• Vorliegende Inhaltsangabe:
++++

Der Film beginnt mit einem Schwächeanfall. Rosa (Jutta Speidel) arbeitet seit Jahrzehnten für die Organisation „Ingenieure für die Welt“. Ihr jüngstes Projekt ist ein riesiges Solarfeld in Kenia. Kaum hat sie kurz vor der Eröffnung einen Kurzschluss behoben, bricht sie zusammen. Die empfohlene Auszeit will sie sich im Elternhaus nehmen, aber da hat sich mittlerweile einiges geändert: Margret (Ruth Reinecke) hat die Hälfte des Eigenheims an eine Familie vermietet. Als Rosa im Gästezimmer ein Tuch aufhängen will, gibt die vom Nachbarn eingezogene Wand nach und einen kleinen Schatz preis: Irgendjemand hat hier einige tausend Euro versteckt. Rosa ist pleite, der unerwartete Segen kommt wie gerufen, denn Margret erwartet, dass sie sich an den Haushaltskosten beteiligt. Um zu erklären, woher sie plötzlich das Geld hat, erzählt Rosa, Nachbartochter Karla (Paula Hartmann) habe sie engagiert, um sie bei den Vorbereitungen aufs Abitur zu unterstützen.

++++

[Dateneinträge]
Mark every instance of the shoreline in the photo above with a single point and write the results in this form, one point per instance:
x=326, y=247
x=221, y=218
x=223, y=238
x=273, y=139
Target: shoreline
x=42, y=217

++++

• Aufgaben:
[A] Prüfen Sie anhand der Inhaltsangabe zum Film um Rosa, ob diese Aussagen zutreffen, und belegen Sie jedes Ja oder Nein mit den entscheidenden Worten der Inhaltsangabe als wörtlichem Zitat: (i) Rosa ist seit Jahrzehnten für „Ingenieure für die Welt“ tätig. (ii) Margret hat das Elternhaus vollständig an eine Familie verkauft. (iii) Auf das versteckte Geld stößt Rosa im Gästezimmer.
[B] Greifen Sie die Inhaltsangabe zum Film um Rosa am Schluss auf und führen Sie sie weiter.
Das Material steht für sich und gehört nicht zur Inhaltsangabe.

• Antworten je Aufgabe:
[A]
(i) Ja: „arbeitet seit Jahrzehnten für die Organisation“
(ii) Nein: „hat die Hälfte des Eigenheims an eine Familie vermietet“
(iii) Ja: „Als Rosa im Gästezimmer ein Tuch aufhängen will, gibt die vom Nachbarn eingezogene Wand nach und einen kleinen Schatz preis“

[B]
Bis zu diesem Punkt klingt der Inhalt nach einer typischen Geschichte über zwei grundverschiedene Schwestern, die mit gängigen Altersproblemen konfrontiert werden: Margret, ehemalige Lehrerin, erweckt den Eindruck, als habe sie nicht nur das Mobiliar ihrer Eltern behalten, sondern trage auch die Kleidung ihrer Mutter auf. Es dauert eine Weile, bis das Drehbuch (Nadine Gottmann) offenbart, worum es bei Margret eigentlich geht: Sie ist einsam. Die lebensbejahende Rosa ist das exakte Gegenteil, kein Alt-Hippie zwar, aber auffallend bunt gekleidet und im Herzen jung geblieben; so jung, dass sie die Warnsignale ihres Körpers ignoriert. Ihr Thema ist das Loslassen und die Erkenntnis, dass ein neuer Lebensabschnitt beginnt.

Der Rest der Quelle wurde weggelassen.